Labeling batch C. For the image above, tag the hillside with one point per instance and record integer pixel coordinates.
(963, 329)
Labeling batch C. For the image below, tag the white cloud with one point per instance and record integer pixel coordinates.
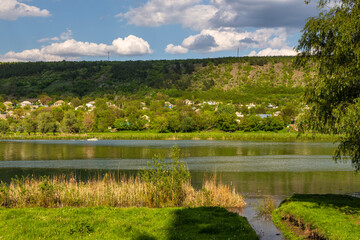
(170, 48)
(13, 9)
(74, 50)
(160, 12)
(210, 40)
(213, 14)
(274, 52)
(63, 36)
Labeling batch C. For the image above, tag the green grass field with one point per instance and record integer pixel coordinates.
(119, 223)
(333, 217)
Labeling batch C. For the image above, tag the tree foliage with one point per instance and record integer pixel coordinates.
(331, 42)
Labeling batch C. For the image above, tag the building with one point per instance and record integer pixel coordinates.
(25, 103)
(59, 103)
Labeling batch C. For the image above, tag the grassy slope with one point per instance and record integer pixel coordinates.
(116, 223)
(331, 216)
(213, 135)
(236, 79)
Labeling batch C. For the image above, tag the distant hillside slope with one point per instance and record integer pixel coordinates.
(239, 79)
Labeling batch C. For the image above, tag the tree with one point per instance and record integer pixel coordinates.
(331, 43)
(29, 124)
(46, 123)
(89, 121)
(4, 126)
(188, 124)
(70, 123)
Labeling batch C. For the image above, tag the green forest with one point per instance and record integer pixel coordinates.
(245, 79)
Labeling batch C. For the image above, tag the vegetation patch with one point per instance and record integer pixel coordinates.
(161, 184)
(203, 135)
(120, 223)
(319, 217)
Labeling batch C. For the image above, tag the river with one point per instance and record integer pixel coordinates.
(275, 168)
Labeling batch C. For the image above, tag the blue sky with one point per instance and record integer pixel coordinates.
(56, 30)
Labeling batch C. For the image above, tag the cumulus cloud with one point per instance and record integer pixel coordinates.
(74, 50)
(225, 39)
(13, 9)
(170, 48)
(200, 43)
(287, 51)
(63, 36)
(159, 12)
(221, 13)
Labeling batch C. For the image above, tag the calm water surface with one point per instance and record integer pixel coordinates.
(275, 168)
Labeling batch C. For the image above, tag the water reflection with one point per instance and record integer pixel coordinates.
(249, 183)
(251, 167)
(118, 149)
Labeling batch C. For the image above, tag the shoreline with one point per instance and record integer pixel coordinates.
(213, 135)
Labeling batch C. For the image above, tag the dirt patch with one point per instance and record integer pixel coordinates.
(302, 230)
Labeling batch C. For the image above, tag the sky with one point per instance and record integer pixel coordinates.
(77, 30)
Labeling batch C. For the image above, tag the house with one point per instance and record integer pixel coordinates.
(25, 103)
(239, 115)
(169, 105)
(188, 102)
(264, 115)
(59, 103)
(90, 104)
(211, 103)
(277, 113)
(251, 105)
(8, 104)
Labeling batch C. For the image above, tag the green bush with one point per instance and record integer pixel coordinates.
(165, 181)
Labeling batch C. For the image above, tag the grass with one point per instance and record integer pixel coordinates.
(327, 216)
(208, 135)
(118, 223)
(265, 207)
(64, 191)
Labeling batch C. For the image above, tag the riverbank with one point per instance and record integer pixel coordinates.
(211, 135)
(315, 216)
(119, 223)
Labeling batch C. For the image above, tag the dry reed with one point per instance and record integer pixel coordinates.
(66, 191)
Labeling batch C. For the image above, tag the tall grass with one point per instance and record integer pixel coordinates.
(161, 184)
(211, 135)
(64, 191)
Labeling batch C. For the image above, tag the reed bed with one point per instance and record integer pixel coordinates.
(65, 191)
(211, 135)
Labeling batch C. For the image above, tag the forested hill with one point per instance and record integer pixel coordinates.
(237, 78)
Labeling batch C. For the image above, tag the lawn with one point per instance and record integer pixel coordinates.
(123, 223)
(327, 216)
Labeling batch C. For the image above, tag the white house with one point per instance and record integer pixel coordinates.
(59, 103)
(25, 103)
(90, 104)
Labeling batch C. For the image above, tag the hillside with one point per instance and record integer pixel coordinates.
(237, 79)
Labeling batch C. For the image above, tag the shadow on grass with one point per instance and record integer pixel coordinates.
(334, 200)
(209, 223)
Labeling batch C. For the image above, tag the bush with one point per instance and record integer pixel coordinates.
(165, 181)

--

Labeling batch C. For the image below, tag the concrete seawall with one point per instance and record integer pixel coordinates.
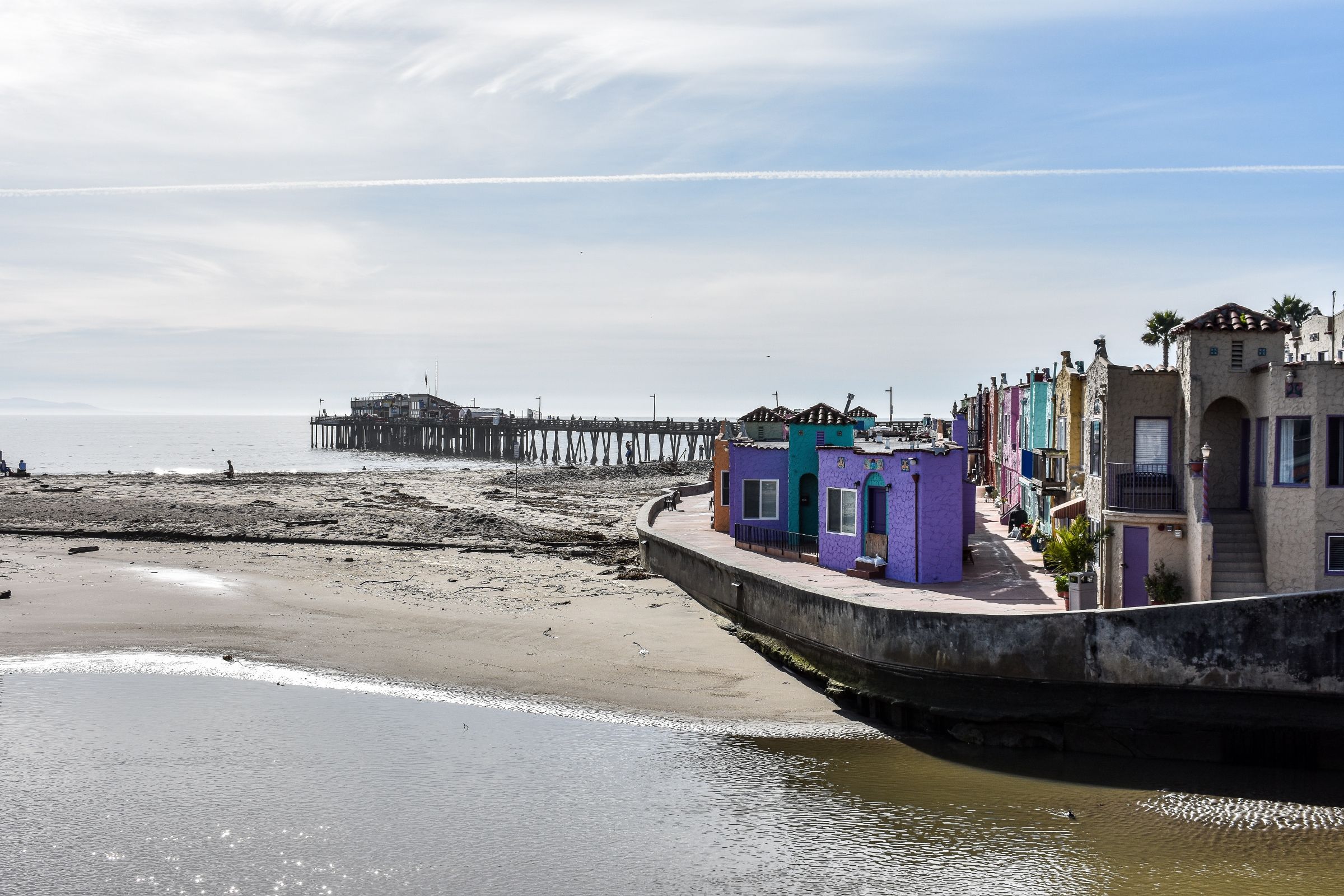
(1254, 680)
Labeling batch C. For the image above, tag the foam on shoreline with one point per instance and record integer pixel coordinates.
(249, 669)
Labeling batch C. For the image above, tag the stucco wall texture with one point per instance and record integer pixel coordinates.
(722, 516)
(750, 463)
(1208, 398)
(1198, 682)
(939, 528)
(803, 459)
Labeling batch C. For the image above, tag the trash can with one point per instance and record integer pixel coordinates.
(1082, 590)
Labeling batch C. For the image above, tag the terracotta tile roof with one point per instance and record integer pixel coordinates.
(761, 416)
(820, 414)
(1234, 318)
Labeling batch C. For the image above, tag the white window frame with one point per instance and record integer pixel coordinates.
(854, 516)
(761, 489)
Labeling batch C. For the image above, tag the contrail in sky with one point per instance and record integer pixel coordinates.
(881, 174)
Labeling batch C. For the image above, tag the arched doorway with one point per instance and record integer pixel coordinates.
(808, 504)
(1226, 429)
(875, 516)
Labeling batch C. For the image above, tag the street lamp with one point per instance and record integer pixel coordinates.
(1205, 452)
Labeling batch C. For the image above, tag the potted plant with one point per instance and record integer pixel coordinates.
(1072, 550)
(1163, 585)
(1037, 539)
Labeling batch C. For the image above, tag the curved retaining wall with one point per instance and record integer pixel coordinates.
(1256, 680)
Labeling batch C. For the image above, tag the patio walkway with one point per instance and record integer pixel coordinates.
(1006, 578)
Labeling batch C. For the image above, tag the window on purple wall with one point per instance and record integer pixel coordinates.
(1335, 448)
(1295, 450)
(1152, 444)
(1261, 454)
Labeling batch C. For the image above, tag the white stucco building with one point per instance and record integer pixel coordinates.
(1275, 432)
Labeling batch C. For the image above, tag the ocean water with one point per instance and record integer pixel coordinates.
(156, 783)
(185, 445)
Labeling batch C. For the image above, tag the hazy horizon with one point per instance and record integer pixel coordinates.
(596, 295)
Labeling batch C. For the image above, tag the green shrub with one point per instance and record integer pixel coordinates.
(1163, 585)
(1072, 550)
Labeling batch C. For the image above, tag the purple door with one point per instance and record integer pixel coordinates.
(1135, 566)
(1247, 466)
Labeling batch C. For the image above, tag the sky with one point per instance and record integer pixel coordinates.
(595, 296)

---

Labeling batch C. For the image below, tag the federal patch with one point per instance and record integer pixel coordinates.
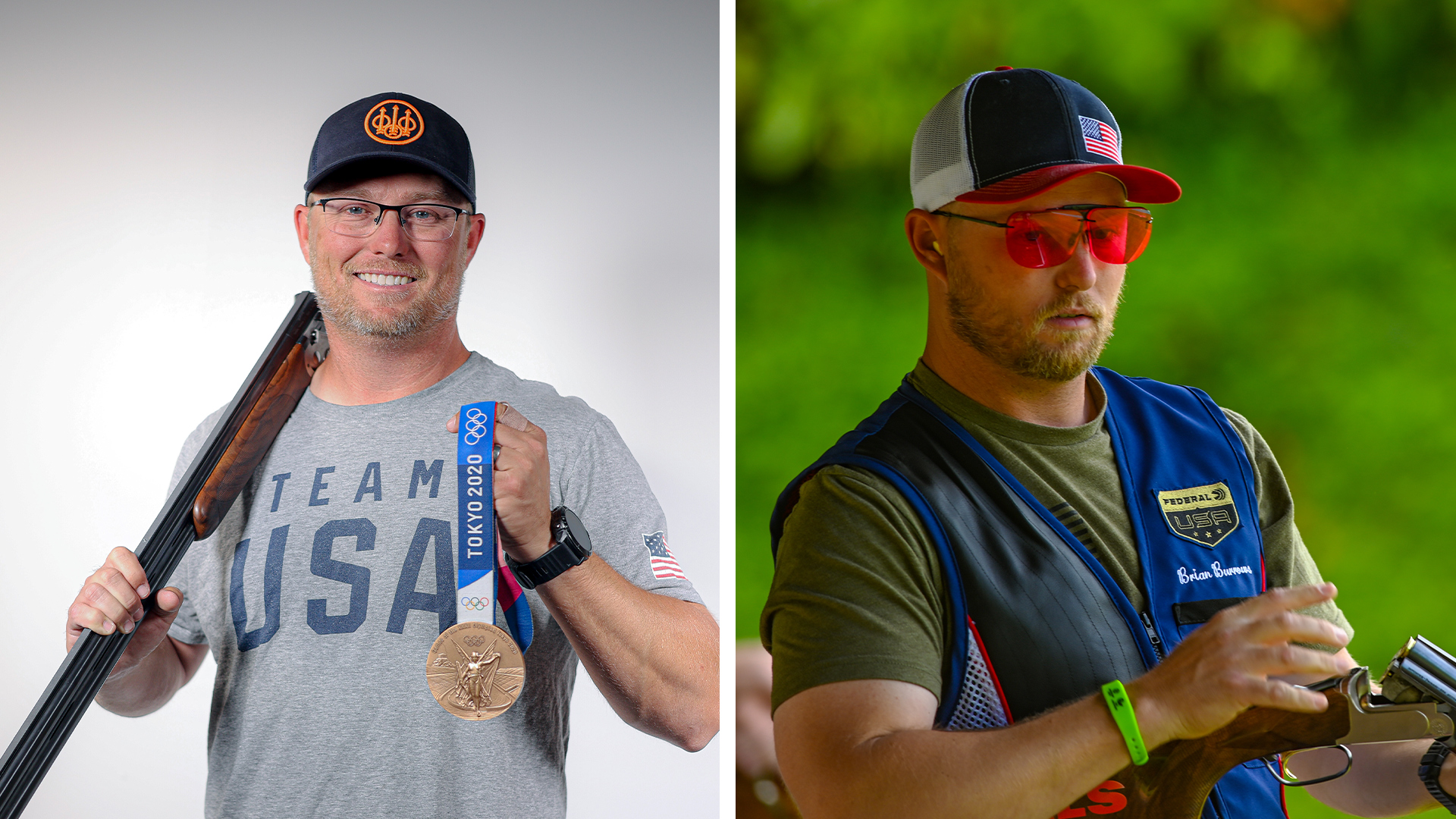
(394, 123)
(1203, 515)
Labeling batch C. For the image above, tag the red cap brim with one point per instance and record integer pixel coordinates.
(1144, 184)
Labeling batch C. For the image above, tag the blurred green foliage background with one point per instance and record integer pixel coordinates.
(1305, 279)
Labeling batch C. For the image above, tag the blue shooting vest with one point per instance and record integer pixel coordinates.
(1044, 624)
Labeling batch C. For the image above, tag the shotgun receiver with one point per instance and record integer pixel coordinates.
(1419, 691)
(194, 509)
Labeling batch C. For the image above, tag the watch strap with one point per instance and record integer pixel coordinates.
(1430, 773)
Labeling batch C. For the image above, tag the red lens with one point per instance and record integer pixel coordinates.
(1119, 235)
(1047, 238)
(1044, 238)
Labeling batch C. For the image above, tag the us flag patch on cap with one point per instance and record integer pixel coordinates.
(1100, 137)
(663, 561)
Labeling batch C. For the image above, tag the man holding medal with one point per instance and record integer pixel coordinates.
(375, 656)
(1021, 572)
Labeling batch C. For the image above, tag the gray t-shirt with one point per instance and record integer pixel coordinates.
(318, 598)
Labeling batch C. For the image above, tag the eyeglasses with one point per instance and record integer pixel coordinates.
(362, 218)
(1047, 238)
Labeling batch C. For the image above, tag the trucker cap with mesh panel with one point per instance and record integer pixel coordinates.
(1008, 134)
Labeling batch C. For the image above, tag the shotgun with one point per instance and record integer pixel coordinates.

What you are asked to do -
Can you put the listing lines into a JSON list of strings, one string per line and no blank lines, beginning with the line that contains "Labeling batch C. For the image above, tag the patio" and ending after the line that contains "(1275, 432)"?

Complete answer -
[
  "Labeling batch C. For the image above, tag the patio walkway with one point per instance and record integer pixel coordinates.",
  "(1006, 578)",
  "Labeling batch C. For the image above, tag the window on purple wall with one point per instance and record integer pixel coordinates.",
  "(1335, 448)",
  "(1295, 450)",
  "(1152, 444)",
  "(1261, 454)",
  "Labeling batch C. For the image above, tag the white stucco building with one point per instance and record integer pixel coordinates.",
  "(1275, 432)"
]